**Exercise objective**
Copy the listing verbatim, excluding any images found in it.

**Supplied data**
┏━━

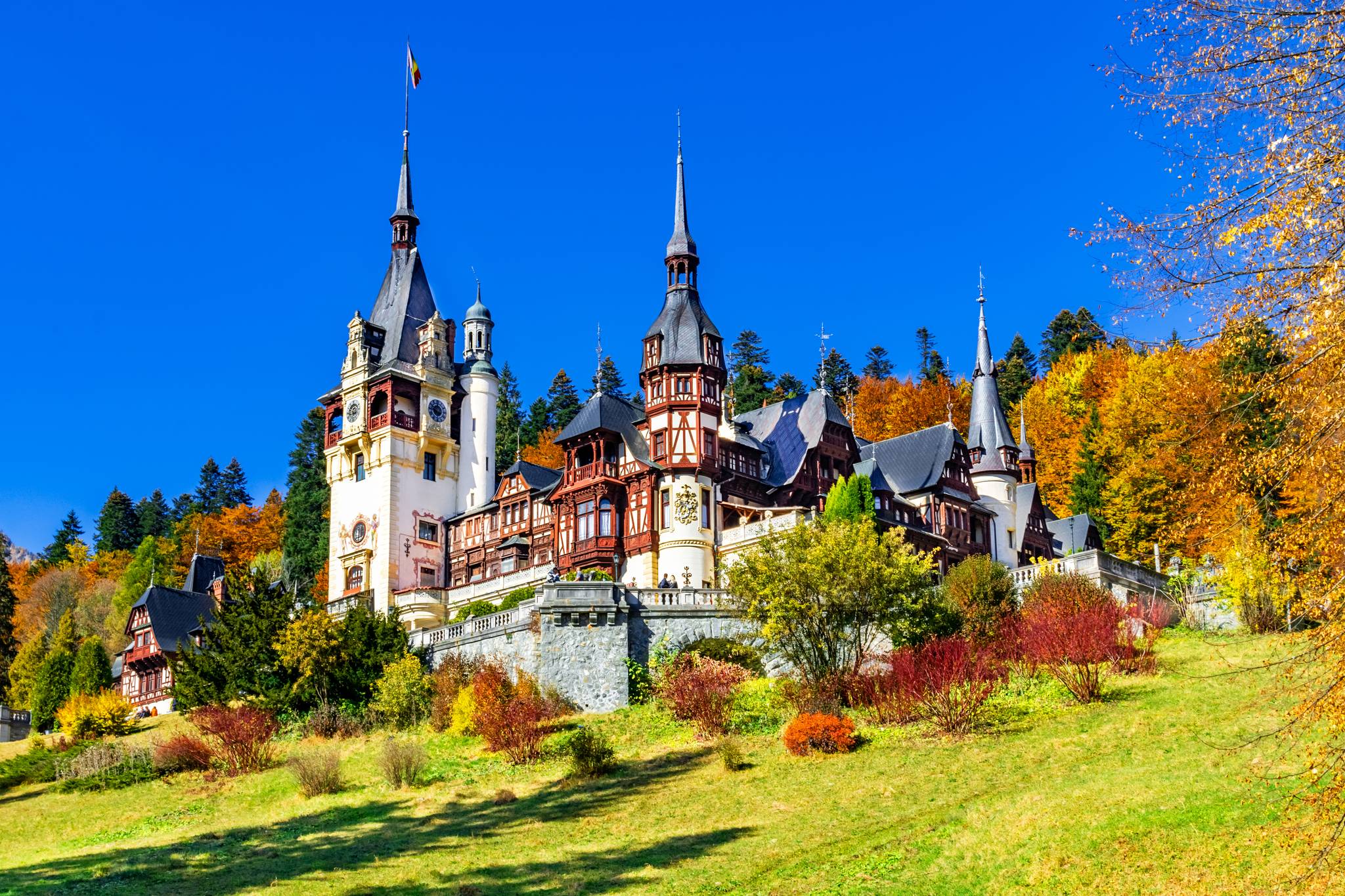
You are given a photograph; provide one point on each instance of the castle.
(651, 495)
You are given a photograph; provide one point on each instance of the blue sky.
(197, 199)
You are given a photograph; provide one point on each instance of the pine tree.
(835, 377)
(92, 671)
(118, 528)
(1016, 372)
(307, 505)
(9, 644)
(509, 418)
(748, 373)
(1090, 482)
(563, 400)
(607, 379)
(68, 536)
(233, 486)
(152, 516)
(208, 499)
(237, 658)
(786, 387)
(877, 367)
(23, 672)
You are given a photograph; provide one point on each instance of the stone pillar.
(584, 645)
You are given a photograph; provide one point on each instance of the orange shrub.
(816, 731)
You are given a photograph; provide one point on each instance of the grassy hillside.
(1124, 797)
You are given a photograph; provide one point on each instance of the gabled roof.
(915, 461)
(174, 614)
(615, 416)
(789, 430)
(404, 303)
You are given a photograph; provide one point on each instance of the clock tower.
(684, 378)
(405, 433)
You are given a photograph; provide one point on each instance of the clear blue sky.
(197, 199)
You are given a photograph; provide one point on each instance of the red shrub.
(953, 681)
(510, 714)
(1071, 628)
(699, 691)
(821, 733)
(241, 735)
(183, 753)
(888, 687)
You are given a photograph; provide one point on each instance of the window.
(584, 521)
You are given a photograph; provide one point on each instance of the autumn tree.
(307, 505)
(563, 400)
(509, 418)
(118, 528)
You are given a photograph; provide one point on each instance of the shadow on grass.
(357, 839)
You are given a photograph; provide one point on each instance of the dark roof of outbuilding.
(615, 416)
(174, 614)
(914, 461)
(789, 430)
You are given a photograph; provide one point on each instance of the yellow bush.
(463, 711)
(100, 715)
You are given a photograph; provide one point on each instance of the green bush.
(728, 651)
(759, 708)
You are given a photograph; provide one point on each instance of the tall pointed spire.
(681, 245)
(404, 219)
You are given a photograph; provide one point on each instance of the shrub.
(953, 681)
(984, 593)
(105, 766)
(730, 750)
(401, 696)
(401, 762)
(821, 733)
(449, 680)
(759, 707)
(510, 715)
(100, 715)
(318, 771)
(241, 735)
(591, 753)
(728, 651)
(1070, 626)
(699, 691)
(183, 753)
(332, 720)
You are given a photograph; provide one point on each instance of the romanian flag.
(412, 66)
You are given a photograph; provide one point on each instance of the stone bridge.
(577, 636)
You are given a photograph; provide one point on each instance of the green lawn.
(1124, 797)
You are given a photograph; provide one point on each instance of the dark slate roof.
(615, 416)
(174, 614)
(404, 303)
(682, 323)
(536, 475)
(789, 429)
(915, 461)
(989, 429)
(202, 571)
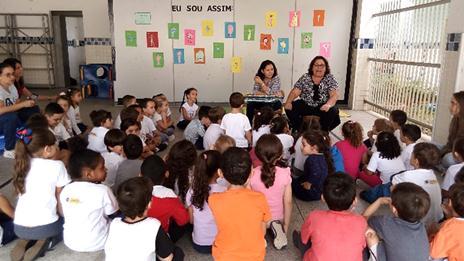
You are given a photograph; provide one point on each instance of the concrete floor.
(300, 209)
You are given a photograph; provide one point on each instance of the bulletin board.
(217, 46)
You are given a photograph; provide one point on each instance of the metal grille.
(405, 61)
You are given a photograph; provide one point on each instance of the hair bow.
(25, 135)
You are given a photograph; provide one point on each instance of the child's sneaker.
(280, 238)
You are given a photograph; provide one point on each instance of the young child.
(410, 134)
(337, 233)
(274, 182)
(425, 157)
(204, 184)
(114, 156)
(165, 205)
(75, 98)
(386, 161)
(102, 122)
(240, 233)
(262, 123)
(180, 161)
(188, 108)
(38, 180)
(404, 237)
(134, 198)
(214, 130)
(235, 124)
(279, 127)
(86, 203)
(318, 165)
(195, 130)
(130, 167)
(448, 242)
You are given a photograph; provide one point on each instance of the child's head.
(388, 146)
(54, 113)
(352, 132)
(133, 147)
(236, 166)
(425, 156)
(215, 115)
(410, 202)
(87, 165)
(398, 118)
(134, 197)
(269, 151)
(279, 125)
(223, 143)
(37, 143)
(155, 169)
(236, 100)
(263, 116)
(339, 191)
(102, 118)
(410, 133)
(114, 140)
(206, 172)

┗━━

**Written solution**
You are given a photograph; provide one point on each instance of the castle.
(651, 495)
You are given a photograph; provide one point on each instance of the blue sky.
(197, 199)
You are given a photograph; provide one point on each instance of the pine tree.
(835, 377)
(92, 671)
(118, 528)
(1016, 372)
(307, 505)
(9, 644)
(509, 418)
(748, 373)
(1090, 482)
(563, 400)
(607, 379)
(68, 536)
(233, 486)
(152, 516)
(208, 499)
(237, 658)
(786, 387)
(877, 367)
(23, 672)
You are given a photograph; provide one point on each instance of the stone pillar.
(584, 645)
You are given a photograph; provide one point on each instance of the orange shrub.
(816, 731)
You are given a photograph; provide one point on each instance of the grassy hillside.
(1124, 797)
You are given a photograph; provide one point on each instance of the gabled roof.
(915, 461)
(174, 614)
(615, 416)
(789, 430)
(404, 303)
You are given a photograph; provide one point on each instance of the clock tower.
(684, 378)
(405, 433)
You are given a photograph; provide one point on each instance of the clear blue sky.
(197, 199)
You are given a photograph; provide one point on each instance of the red shrub.
(953, 681)
(510, 714)
(1071, 628)
(699, 691)
(821, 733)
(241, 735)
(183, 753)
(888, 687)
You are given a photograph; provide one point on each instance of the window.
(584, 521)
You are given a photograph; provide one point on each instance of the autumn tree.
(307, 505)
(563, 400)
(509, 418)
(118, 528)
You are given a photograph; provide one point on each instance of the shadow on grass.
(357, 839)
You are given a photograph; provide one point on each instance of the dark roof of outbuilding.
(615, 416)
(174, 614)
(914, 461)
(789, 430)
You are given a photograph; provide one point on each instance of the yellow bush.
(463, 711)
(100, 715)
You are given a photograph; provide one point on each instance of the green bush.
(728, 651)
(759, 708)
You are given a photograph; provide one point on each instance of the tall pointed spire.
(681, 245)
(404, 219)
You are given a photograph; provide one point on each instance of the shrub.
(953, 681)
(984, 593)
(105, 766)
(730, 750)
(401, 696)
(401, 762)
(821, 733)
(449, 680)
(759, 707)
(510, 715)
(100, 715)
(318, 771)
(241, 735)
(591, 753)
(728, 651)
(1070, 626)
(699, 691)
(183, 753)
(332, 720)
You are given a photograph; provide one point on each instance of the romanian flag.
(412, 66)
You are given a photograph; provide one point on each instance of the stone bridge.
(577, 636)
You are given a photograph; provide one point on each instance of the green lawn.
(1124, 797)
You are given a photograph; provide one point on each instance of the dark slate roof.
(615, 416)
(174, 614)
(404, 303)
(682, 323)
(536, 475)
(789, 429)
(915, 461)
(989, 429)
(202, 571)
You are given a photograph; provide one point on each instance of the concrete floor.
(300, 209)
You are given a photograph; provide one point on each instance of the bulletin board.
(217, 46)
You are given a photograph; provide one point on each instance of the metal grille.
(405, 61)
You are given a photograph; provide one point on each instance of the hair bow.
(25, 135)
You are given a photograph; provide one point on each instance of the child's sneaker.
(280, 238)
You are given a photograph; provide one point on each instance of the young child.
(410, 134)
(337, 233)
(274, 182)
(425, 157)
(204, 184)
(114, 156)
(165, 205)
(75, 98)
(386, 161)
(102, 122)
(240, 233)
(262, 123)
(180, 161)
(188, 108)
(38, 180)
(404, 237)
(134, 198)
(214, 130)
(235, 124)
(279, 127)
(86, 203)
(318, 165)
(195, 130)
(130, 167)
(448, 242)
You are given a photograph; provide one point on each instance of the child's head.
(388, 146)
(54, 113)
(352, 132)
(133, 147)
(236, 166)
(425, 156)
(215, 115)
(410, 202)
(87, 165)
(398, 118)
(134, 197)
(269, 151)
(279, 125)
(223, 143)
(37, 143)
(155, 169)
(236, 100)
(263, 116)
(339, 191)
(102, 118)
(410, 133)
(114, 140)
(206, 172)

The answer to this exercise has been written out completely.